§ **Text segment**
▼▼▼

Research Is Needed to Better Understand Combination Immunotherapy Side Effects
Combination immunotherapy treatments are revolutionizing the way cancer care is delivered. As an ongoing evolution of care, nurses are administering different treatment modalities on a regular basis. Treatments include using multiple immunotherapy drugs in tandem, combining chemotherapy with immunotherapy, using targeted therapies with immunotherapy, and even involving radiation with immunotherapy. The move toward multiple-drug modalities will continue to change nursing practice, and nurses must have a basis of knowledge and evidence from which to work.
Combination treatments, in some instances, can elicit more frequent adverse events in patients with cancer. In a study (https://doi.org/10.1056/NEJMoa1302369) of combination therapy with ipilimumab and nivolumab for advanced melanoma, adverse events occurred more often: nearly 53% of patients experienced a grade 3–4 event. Regular assessment for symptoms, open-line communication, and continual patient education about potential adverse events can help patients and nurses (https://doi.org/10.2147/CMAR.S57550) work together to quickly identify and address any issues during treatment. Recognizing immune-related side effects compared to chemotherapy- or radiation-related side effects requires vigilance throughout the healthcare team. Nurses are key advocates and patient champions, working closely with other specialties to mitigate any potential combination immunotherapy treatment side effects.
Nursing research is key to understanding how combination treatment modalities will affect patient side-effect profiles and which interventions are most successful. Nurses are at the forefront of identifying toxicities and adverse events, and having a body of evidence to work (https://doi.org/10.1188/19.CJON.E60-E65) from is a central need when addressing side effects associated with combination therapy. Nurses are well familiar with chemotherapy and radiation treatments’ known side effects, but they have become less predictable with the advent of immunotherapies and require novel interventions. For example, recommended interventions for chemotherapy-induced diarrhea will differ from immunotherapy-induced diarrhea and pursuing the wrong treatment could be hazardous to patients.
With more combination treatment indications coming to practice every week, nurses must stay informed and educated. Using resources from organizations like ONS, the U.S. Food and Drug Administration, and the American Society of Clinical Oncology can help inform nursing practice. As more combination modalities are approved for practice, oncology nurse researchers will need to explore the science and develop evidence-based recommendations for practice, detailing the most successful ways to implement interventions, patient education, and assessment strategies to drive the future of nursing practice.

▲▲▲

§ **Actions to take**
1) In the article on combination immunotherapy side effects, what share of patients in the ipilimumab and nivolumab melanoma study had a grade 3–4 adverse event?
2) Can you sum up the article on combination immunotherapy side effects in two sentences?
3) Retype the passage of the article on combination immunotherapy side effects from "Nursing research is" to "hazardous to patients.".

§ **Source data**
▼▼▼

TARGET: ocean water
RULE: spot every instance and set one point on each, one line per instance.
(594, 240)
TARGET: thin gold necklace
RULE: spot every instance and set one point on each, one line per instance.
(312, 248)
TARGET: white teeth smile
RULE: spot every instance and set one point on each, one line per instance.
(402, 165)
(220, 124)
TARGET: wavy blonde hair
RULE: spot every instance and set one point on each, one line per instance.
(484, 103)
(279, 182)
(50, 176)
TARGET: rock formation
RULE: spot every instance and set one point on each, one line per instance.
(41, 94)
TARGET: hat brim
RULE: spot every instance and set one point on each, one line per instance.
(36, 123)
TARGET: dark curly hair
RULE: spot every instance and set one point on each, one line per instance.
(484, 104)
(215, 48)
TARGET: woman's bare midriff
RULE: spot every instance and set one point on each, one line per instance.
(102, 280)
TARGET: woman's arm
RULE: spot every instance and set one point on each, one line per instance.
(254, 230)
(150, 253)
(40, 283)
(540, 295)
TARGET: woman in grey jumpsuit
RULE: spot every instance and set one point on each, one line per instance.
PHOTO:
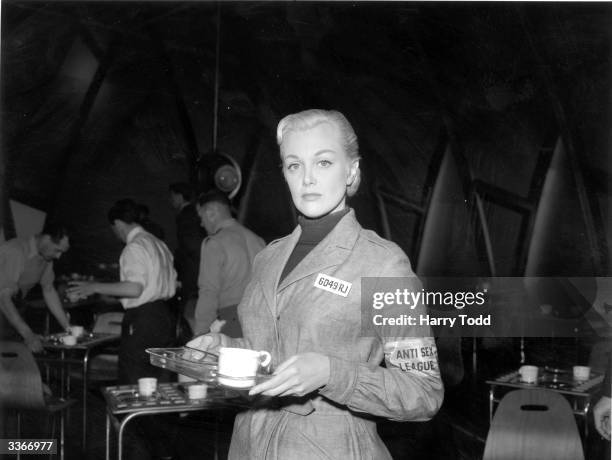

▲▲▲

§ **Results by task**
1) Nearly 53% of patients.

2) Combination immunotherapy, which pairs immunotherapy with other immunotherapy drugs, chemotherapy, targeted therapies, or radiation, is changing cancer care and can sometimes bring more frequent adverse events, so nurses rely on regular assessment, communication, and patient education to catch and address side effects. Because these side effects have become less predictable and call for novel interventions, nursing research and evidence-based recommendations are needed, and nurses must stay informed using resources from organizations like ONS, the U.S. Food and Drug Administration, and the American Society of Clinical Oncology.

3)
Nursing research is key to understanding how combination treatment modalities will affect patient side-effect profiles and which interventions are most successful. Nurses are at the forefront of identifying toxicities and adverse events, and having a body of evidence to work (https://doi.org/10.1188/19.CJON.E60-E65) from is a central need when addressing side effects associated with combination therapy. Nurses are well familiar with chemotherapy and radiation treatments’ known side effects, but they have become less predictable with the advent of immunotherapies and require novel interventions. For example, recommended interventions for chemotherapy-induced diarrhea will differ from immunotherapy-induced diarrhea and pursuing the wrong treatment could be hazardous to patients.